> [Exercise] Return the passage on the Dutch securities word for word, starting at "4.14The Debt Securities" and ending at "op de kansspelen).".
-------- Passage provided --------
4.10All documents and their entry into and performance are within the capacity and powers (corporate and otherwise) of, and have been or will have been validly authorised, entered into, accepted and duly performed by, each party thereto other than the Company.

 

4.11All documents (including the Dutch Securities), including any governing law provisions contained therein, are valid, binding and enforceable on each party (including the Company) under the law to which they are expressed to be subject where that is not Dutch law, and under any applicable law other than Dutch law. Words and phrases used in those documents have the same meaning and effect as they would if those documents were governed by Dutch law.

 

4.12Insofar as any obligation of the Company under the 2023 Indenture or the Dutch Securities falls to be performed in, or is otherwise affected by the laws of, any jurisdiction other than the Netherlands, its performance would not be illegal or ineffective under the laws of that jurisdiction.

 

4.13There are no provisions of any law, other than Dutch law, which may apply to the Dutch Securities or the 2023 Indenture (or the transactions contemplated thereby) or to any power of attorney issued by the Company (including the Power of Attorney), which would affect this opinion.

 

4.14The Debt Securities will not be offered in, or admitted to trading on a regulated market in, the Netherlands.

 

4.15The Dutch Securities will be issued with terms and conditions that conform to the conditions included in the 2023 Indenture in all material respects and that make the Dutch Securities neither qualify as game or wager (spel en weddenschap) within the meaning of the Dutch Civil Code nor fall within the scope of the Games of Chance Act (Wet op de kansspelen).
-------- Dataset entries --------
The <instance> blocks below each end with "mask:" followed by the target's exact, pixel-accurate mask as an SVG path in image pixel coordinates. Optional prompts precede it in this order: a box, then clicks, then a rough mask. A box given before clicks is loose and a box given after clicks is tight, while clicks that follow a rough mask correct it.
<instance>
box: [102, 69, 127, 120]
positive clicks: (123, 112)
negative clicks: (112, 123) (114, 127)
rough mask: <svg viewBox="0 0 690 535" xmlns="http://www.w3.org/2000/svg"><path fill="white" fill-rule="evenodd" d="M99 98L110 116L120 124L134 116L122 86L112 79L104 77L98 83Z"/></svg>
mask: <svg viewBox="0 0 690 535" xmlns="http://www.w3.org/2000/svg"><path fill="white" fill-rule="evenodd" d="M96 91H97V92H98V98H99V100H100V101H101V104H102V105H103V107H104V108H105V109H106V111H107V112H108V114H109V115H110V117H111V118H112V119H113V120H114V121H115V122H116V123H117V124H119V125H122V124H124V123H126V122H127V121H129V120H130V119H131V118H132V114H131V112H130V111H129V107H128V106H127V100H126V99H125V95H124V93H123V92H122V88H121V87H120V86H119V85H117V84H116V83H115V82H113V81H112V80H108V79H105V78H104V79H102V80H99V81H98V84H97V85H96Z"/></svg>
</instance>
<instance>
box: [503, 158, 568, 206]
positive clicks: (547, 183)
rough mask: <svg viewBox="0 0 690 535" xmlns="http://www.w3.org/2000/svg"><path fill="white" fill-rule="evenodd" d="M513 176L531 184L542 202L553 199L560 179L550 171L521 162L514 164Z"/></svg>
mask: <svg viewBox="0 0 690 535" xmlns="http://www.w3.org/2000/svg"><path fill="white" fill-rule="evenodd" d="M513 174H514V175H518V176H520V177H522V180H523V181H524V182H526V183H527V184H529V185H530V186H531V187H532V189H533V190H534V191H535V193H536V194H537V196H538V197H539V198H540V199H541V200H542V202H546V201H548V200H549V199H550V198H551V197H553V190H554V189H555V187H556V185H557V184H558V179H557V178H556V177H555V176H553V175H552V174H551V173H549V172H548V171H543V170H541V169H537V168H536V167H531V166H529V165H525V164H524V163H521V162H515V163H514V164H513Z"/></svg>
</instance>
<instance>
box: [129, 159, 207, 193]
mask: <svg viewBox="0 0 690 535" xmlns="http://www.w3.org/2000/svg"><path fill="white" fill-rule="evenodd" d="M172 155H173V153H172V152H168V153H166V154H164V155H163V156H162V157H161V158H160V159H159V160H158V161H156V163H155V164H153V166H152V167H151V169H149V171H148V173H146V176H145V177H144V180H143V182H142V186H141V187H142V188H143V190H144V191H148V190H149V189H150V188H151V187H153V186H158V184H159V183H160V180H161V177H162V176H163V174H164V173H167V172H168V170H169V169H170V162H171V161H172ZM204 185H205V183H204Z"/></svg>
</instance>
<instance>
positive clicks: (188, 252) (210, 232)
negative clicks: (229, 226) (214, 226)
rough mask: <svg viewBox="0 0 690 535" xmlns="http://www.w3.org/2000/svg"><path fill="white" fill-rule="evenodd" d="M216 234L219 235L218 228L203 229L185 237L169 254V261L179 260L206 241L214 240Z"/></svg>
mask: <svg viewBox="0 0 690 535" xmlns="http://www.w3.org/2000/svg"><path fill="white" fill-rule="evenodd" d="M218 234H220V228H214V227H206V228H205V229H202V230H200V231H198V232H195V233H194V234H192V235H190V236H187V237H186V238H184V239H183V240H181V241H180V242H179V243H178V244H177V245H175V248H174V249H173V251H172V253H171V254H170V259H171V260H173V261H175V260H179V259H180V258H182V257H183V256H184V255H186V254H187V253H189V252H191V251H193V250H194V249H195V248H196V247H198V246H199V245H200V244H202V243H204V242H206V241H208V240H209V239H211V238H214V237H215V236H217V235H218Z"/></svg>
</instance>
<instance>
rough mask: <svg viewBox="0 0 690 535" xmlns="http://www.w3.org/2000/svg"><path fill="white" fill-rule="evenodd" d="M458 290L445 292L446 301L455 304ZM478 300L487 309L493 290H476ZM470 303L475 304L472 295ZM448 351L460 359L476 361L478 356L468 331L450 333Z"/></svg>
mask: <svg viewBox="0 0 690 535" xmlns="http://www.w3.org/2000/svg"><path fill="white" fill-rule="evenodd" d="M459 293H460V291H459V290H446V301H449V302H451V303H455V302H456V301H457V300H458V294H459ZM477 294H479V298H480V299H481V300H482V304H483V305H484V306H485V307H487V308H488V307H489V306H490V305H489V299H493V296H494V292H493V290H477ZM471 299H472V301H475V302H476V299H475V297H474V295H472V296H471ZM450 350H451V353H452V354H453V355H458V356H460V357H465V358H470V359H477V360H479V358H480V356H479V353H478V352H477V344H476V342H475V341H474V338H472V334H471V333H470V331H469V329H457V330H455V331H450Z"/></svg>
--------
-------- Dataset entries --------
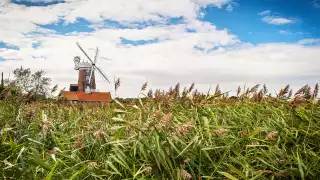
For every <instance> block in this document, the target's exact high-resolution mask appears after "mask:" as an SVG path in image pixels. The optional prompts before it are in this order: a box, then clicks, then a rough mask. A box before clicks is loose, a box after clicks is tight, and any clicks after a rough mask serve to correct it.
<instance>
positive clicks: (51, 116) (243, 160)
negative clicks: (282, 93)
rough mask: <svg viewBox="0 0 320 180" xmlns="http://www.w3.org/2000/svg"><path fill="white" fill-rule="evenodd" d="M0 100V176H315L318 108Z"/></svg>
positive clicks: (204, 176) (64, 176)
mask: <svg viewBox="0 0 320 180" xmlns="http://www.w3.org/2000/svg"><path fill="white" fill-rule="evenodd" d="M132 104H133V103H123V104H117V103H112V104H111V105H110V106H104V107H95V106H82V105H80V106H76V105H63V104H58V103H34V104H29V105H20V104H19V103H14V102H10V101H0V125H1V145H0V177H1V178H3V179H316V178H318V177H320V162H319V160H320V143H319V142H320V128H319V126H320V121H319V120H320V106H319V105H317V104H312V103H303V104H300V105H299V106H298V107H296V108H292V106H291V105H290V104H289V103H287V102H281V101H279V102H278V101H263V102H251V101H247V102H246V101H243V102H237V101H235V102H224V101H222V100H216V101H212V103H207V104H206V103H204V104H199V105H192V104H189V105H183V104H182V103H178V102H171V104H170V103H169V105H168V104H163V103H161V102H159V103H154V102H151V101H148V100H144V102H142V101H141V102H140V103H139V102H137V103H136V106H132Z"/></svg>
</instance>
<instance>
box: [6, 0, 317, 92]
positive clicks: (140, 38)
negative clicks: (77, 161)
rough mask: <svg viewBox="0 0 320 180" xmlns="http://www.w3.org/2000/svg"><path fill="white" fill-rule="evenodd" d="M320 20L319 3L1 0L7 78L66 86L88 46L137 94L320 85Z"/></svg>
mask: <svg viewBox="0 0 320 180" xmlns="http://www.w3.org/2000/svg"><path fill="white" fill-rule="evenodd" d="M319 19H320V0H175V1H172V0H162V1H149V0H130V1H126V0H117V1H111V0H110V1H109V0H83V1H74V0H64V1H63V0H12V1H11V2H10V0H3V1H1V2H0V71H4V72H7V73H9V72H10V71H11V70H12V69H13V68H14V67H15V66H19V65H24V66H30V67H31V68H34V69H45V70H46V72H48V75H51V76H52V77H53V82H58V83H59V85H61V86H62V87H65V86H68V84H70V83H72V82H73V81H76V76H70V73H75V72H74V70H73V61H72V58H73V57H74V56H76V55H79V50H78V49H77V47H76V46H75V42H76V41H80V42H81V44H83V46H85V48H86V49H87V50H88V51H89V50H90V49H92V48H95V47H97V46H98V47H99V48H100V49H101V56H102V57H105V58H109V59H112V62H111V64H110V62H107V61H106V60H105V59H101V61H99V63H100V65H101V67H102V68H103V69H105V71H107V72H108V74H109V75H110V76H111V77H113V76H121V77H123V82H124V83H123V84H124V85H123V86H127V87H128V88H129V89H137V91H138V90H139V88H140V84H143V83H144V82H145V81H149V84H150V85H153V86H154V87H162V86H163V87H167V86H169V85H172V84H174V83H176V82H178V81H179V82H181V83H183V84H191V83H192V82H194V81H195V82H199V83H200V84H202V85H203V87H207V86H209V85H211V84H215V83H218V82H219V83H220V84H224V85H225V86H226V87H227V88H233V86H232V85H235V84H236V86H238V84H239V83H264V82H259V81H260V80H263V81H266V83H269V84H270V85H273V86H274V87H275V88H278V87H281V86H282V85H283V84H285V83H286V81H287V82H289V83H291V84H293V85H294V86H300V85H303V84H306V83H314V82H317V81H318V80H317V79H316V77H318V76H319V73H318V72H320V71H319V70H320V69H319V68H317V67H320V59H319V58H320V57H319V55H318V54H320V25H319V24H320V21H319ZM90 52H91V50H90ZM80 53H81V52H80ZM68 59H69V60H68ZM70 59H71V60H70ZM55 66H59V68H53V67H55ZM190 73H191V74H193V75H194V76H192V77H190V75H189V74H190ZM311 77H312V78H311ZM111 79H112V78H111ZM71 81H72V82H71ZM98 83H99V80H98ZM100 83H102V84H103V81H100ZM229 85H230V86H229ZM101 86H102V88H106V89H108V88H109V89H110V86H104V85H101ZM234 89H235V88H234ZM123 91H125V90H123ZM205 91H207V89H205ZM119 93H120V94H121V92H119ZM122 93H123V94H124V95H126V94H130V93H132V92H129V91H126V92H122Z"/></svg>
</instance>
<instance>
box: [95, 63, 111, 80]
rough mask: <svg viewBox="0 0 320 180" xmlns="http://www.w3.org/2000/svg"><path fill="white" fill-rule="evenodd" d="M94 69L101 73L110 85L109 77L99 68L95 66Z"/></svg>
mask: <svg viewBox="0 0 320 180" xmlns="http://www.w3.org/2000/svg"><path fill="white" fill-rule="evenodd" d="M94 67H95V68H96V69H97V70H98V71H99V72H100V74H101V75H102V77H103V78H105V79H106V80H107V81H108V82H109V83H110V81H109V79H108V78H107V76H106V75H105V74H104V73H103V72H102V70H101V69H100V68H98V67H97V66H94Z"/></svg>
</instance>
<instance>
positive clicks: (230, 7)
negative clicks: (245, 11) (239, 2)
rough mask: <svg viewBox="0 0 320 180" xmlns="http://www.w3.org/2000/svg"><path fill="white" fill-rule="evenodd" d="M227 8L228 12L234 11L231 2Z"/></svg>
--------
> [Output]
4.14The Debt Securities will not be offered in, or admitted to trading on a regulated market in, the Netherlands.

 

4.15The Dutch Securities will be issued with terms and conditions that conform to the conditions included in the 2023 Indenture in all material respects and that make the Dutch Securities neither qualify as game or wager (spel en weddenschap) within the meaning of the Dutch Civil Code nor fall within the scope of the Games of Chance Act (Wet op de kansspelen).